(Data items)
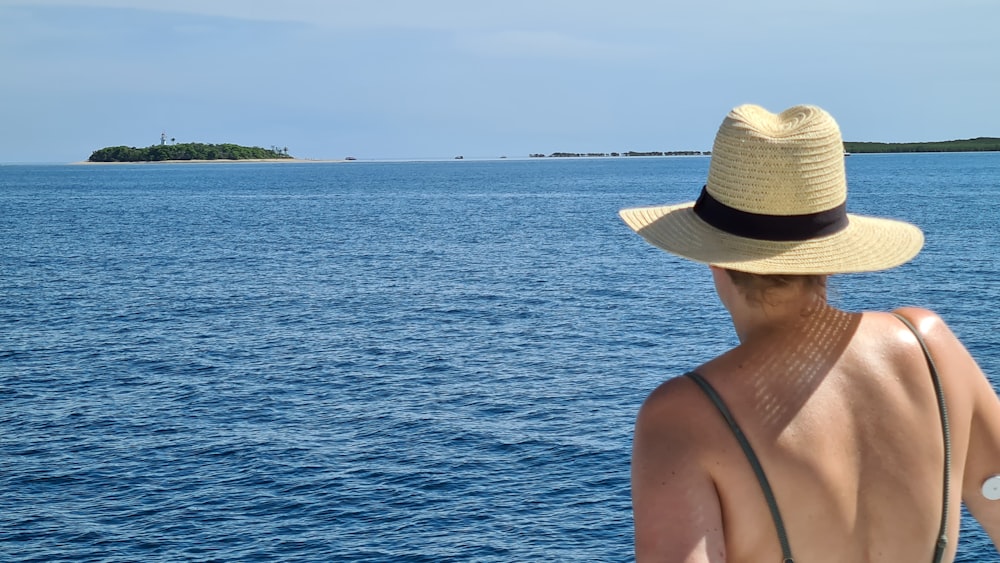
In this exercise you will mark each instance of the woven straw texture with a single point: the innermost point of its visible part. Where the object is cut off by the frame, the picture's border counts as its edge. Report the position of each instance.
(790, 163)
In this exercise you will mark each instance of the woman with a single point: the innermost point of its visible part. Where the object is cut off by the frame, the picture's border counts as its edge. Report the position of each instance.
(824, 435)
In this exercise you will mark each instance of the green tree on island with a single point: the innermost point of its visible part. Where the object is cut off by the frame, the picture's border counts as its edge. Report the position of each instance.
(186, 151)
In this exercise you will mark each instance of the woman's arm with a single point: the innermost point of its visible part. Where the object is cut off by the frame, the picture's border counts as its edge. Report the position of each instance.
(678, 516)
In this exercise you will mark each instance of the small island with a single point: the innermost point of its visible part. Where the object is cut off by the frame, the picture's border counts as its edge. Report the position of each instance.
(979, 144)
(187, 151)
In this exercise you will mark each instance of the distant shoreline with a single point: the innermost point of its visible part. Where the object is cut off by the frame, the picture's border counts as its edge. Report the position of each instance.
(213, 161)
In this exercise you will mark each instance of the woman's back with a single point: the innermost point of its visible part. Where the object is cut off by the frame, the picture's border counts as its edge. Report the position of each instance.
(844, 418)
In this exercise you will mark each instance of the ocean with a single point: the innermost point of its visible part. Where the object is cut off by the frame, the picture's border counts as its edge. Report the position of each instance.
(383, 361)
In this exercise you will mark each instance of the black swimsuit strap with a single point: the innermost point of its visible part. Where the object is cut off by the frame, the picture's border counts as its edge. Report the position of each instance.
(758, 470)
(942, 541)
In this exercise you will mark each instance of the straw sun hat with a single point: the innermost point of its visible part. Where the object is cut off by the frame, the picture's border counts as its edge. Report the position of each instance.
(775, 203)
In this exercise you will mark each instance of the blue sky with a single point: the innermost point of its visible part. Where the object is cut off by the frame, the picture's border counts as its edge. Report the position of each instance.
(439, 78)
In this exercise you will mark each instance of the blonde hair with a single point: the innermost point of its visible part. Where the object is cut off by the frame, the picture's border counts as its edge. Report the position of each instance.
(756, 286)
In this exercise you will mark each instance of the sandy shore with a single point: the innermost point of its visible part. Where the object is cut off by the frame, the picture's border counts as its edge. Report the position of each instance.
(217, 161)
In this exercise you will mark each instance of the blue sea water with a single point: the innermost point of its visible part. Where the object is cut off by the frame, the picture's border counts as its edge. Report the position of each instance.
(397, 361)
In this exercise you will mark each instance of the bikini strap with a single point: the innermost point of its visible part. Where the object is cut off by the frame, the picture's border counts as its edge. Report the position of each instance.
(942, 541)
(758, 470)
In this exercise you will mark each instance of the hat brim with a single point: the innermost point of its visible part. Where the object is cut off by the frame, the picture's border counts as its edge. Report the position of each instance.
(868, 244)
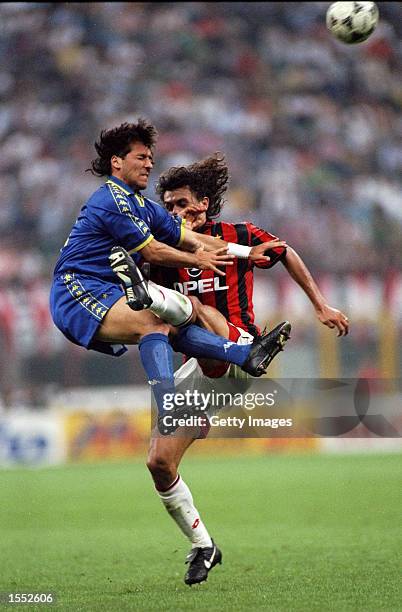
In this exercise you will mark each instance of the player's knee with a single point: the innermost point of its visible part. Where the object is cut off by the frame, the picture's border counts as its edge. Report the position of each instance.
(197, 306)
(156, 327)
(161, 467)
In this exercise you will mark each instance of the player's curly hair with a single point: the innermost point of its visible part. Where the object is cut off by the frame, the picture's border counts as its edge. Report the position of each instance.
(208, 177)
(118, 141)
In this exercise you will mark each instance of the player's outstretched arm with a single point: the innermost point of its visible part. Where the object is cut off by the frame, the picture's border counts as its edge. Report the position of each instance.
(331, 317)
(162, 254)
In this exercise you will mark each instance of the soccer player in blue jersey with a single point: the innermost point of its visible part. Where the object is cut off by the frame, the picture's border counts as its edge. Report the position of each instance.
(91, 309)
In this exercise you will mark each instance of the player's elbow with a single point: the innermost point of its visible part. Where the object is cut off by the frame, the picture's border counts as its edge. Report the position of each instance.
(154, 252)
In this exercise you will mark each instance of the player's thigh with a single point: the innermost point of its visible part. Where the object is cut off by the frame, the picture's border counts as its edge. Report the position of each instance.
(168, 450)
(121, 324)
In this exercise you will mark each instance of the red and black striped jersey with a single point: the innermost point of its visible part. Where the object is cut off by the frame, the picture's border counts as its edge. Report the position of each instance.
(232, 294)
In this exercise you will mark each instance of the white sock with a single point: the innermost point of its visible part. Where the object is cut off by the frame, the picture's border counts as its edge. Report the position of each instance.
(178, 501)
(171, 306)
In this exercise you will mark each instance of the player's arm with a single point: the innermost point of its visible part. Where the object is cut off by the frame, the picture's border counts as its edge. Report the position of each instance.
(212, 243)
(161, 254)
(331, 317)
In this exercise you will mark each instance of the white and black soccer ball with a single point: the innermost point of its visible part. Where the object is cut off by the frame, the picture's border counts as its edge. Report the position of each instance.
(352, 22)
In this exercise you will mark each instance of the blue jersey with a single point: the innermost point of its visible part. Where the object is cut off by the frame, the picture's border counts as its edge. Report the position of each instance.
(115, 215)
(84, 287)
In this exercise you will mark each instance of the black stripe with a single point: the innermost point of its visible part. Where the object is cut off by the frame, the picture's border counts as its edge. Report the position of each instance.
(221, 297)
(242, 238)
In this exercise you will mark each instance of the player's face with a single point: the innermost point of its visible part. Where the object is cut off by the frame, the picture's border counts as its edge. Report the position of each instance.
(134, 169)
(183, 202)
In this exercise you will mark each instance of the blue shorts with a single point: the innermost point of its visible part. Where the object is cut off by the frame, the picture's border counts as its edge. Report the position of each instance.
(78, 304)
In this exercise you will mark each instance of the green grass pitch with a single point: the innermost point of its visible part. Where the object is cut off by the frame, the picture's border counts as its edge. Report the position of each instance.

WHAT THIS TASK INVOLVES: Give back each entry exactly as it appears, with no pictures.

TASK OUTPUT:
In this exercise you will mark each instance of the woven straw texture with a single point: the innermost point of its visible part. Where the object is cut off by the frame, the picture's border counts as its edge. Report the position of each instance.
(790, 163)
In this exercise you will mark each instance of the woman with a single point: the innermost point of its visible part. Where the object is cut off by the frame, the picture's border counts as its edge. Report the position of each instance.
(824, 435)
In this exercise you will mark each instance of the green tree on island with a single point: the innermost point of its visible part. Where the object is cut off by the frame, the picture's border counts as its edge. Report the position of each instance.
(186, 151)
In this exercise you will mark each instance of the woman's arm with a single point: the innermost point of its visible part. Where the object is cut off by the frame, the picture's border counts as its edge. Report the position of each instance.
(678, 516)
In this exercise you will mark each instance of the small island with a single point: the innermost point of its visible part. Where the object is cut off by the frame, the picture's border counts as its edge. Report the position of each instance.
(979, 144)
(187, 151)
In this exercise you will mark each instance of the distant shoreline with a single point: the innermost point of its visible part. Where the object is cut off by the frame, the picture's border counts as its edge. Report the position of each instance.
(213, 161)
In this exercise you will mark each instance of the woman's back with a single point: the innermost point of its visible part. Where the object is cut off by the frame, the picture's border counts as its edge. Report the position of each instance.
(844, 418)
In this exercise you will mark each instance of the ocean with a single point: the innermost point of its visible part. Where the object is cut off by the frame, the picture's border counts as its edge. Report the position of each instance.
(383, 361)
In this exercise you will mark each instance of the black swimsuit strap with a single point: the innermost point of its visible part. Where the object is cut off by the frame, the picture's border counts as its edge. Report the position of each instance.
(758, 470)
(942, 541)
In this exercise you will mark each instance of the straw sun hat with a single point: the innermost point of its visible part. Where the object is cut off by the frame, the picture's border counts as its edge. Report the position of each instance.
(775, 203)
In this exercise you will mark each instance of the blue sky with a single point: the innermost point of its visible part. Where the object is cut off by the frame, the picture's border counts as its edge. Report the position of each instance.
(439, 78)
In this exercise you will mark each instance of the blonde hair with a single point: the innermost point of its visible part. Where the object is cut off by the frame, the picture's border counts as its edge. Report the position of each instance.
(756, 286)
In this exercise you will mark each instance of the sandy shore with a single point: the innermost point of its visible part. Where the object is cut off by the frame, the picture's border counts as its edge. Report the position of each instance.
(217, 161)
In this exercise you will mark each instance of the blue sea water with a single point: the innermost point of its visible part. Where the object is cut off by the frame, the picture's border counts as its edge. Report the position of each instance.
(397, 361)
In this exercise you will mark each instance of the bikini strap with a single point: the innermost point of its visible part. Where the object is cut off by the frame, the picture's border counts as its edge. Report the position of each instance.
(942, 541)
(758, 470)
In this exercise you will mark each instance of the hat brim with a single point: the innermost point of its visible part. Where the object is cut off by the frame, the picture's border counts as its edge. Report the position of each instance.
(868, 244)
In this exercise you will mark each instance of the player's knee with a single point: the innermost point of its visible part. Where the object is cut off by the frame, the picture's border counts as its edge. Report the position of each instance.
(197, 306)
(156, 327)
(161, 467)
In this exercise you will mark each instance of the player's curly hair with a single point: the innermost point of its visible part. Where the object is cut off by the frame, the picture's border counts as its edge. Report the position of each instance.
(208, 177)
(118, 141)
In this exercise you will mark each instance of the player's outstretched arm with a single point: the innermost point of its visible part. Where the object is cut off by the frame, the picture's border counts as its edge. Report the position of each instance.
(331, 317)
(162, 254)
In this exercise you will mark each instance of the soccer player in blue jersey with a single point: the innermost point of its visible part. Where the object is cut off by the frame, the picture's border counts as its edge. Report the position of each instance.
(91, 309)
In this exercise you will mark each instance of the player's elbow with a single point: the innermost point of its visible part. Where the object is cut off by the frame, the picture's border counts as its edge. Report the position of each instance.
(154, 252)
In this exercise you will mark each instance of the player's thigh with a single point: the innermost point of its visible part. Where the object is cut off by the frame, the picture's border counts as its edge. Report the position of each instance.
(168, 450)
(121, 324)
In this exercise you will mark each instance of the red and black striped jersey with a single point: the innermost point of its visible part. Where the object is cut off by the frame, the picture's border counts as its edge. Report the position of each instance.
(232, 294)
In this exercise you will mark each instance of the white sock with a single point: the innermost point of its visible part. Where the object is cut off by the frame, the picture's border counts as its edge. Report the position of each instance.
(178, 501)
(171, 306)
In this exercise you will mark each instance of the player's arm with a single point: the innermost point of its visible part. Where the object is cut off by the frame, the picture's border counts as its edge. Report the position of each instance.
(212, 243)
(161, 254)
(331, 317)
In this exercise you will mark each instance of the white and black soccer ball with a single point: the innermost point of its visible part. Where the object is cut off by the frame, the picture's border counts as its edge. Report the position of each instance.
(352, 22)
In this exercise you will mark each instance of the blue jersey with a single point: the innermost point of its visible part. Where the object is cut off by the frame, the picture's border counts as its edge. Report the position of each instance.
(115, 215)
(84, 287)
In this exercise you will mark each instance of the black stripe with a single point: the innermost point of its visible part. Where the object is cut off by the frame, the picture's border counts as its edge. Report the position of each instance.
(221, 297)
(242, 238)
In this exercise you will mark each instance of the player's face with a single point: the innermost point of its visible part. Where the object is cut off by the frame, the picture's border counts as its edge. Report the position of each instance.
(134, 169)
(183, 202)
In this exercise you will mark each instance of the blue shorts with a single point: the innermost point of its visible part. Where the object is cut off by the frame, the picture's border counts as its edge. Report the position of each instance.
(78, 304)
In this exercise you will mark each instance of the green grass pitch with a single point: the innermost point of its visible part. Where the object is cut off by the frame, the picture's border counts as its edge. Report the position of each instance.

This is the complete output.